What the task requires
Pick out each line of the records below that contains the string "shirt" and copy those lines in full. Case counts when matching.

Record list

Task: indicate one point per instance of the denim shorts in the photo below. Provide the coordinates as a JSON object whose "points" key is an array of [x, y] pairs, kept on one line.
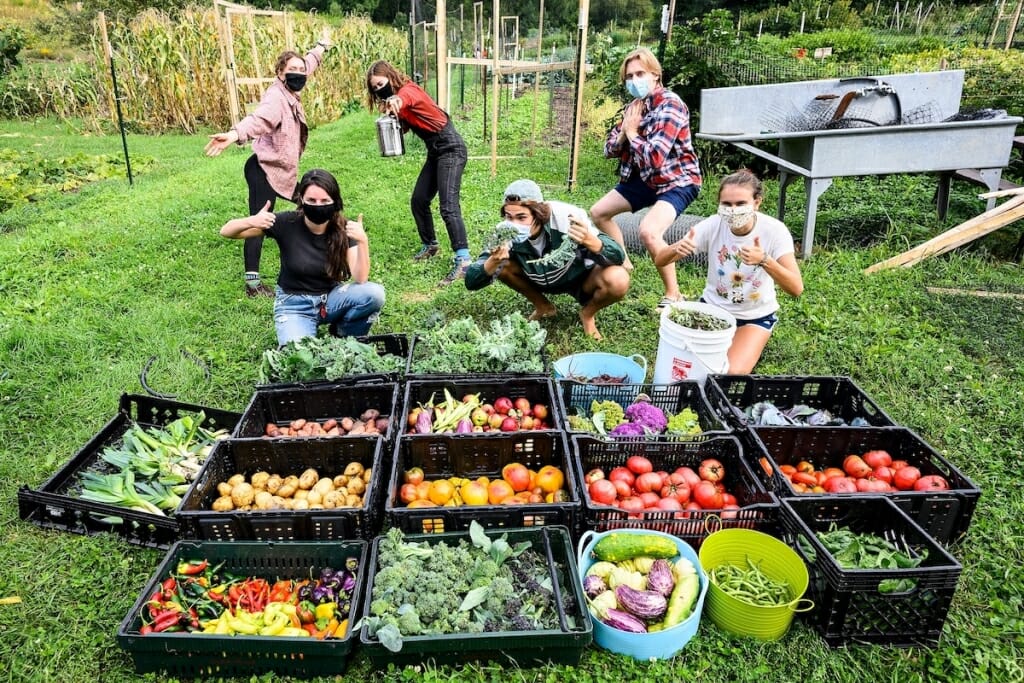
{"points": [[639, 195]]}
...
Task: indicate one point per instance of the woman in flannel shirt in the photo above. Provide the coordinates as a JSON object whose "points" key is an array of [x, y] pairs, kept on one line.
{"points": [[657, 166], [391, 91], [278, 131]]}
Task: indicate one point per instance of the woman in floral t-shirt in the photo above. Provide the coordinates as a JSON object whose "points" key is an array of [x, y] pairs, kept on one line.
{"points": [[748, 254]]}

Response
Task: indicate one point per instance of the woman in flannel shirt in the photo above. Provide the coordinates as a JSON object whose "points" key is an array of [x, y] pairs, kept on one line.
Task: indicate one point per instance of the woman in floral t-shirt in the photo above. Provide the coordinates as a JSON object whose "points" key is an array of [x, y] pairs, kept on one line.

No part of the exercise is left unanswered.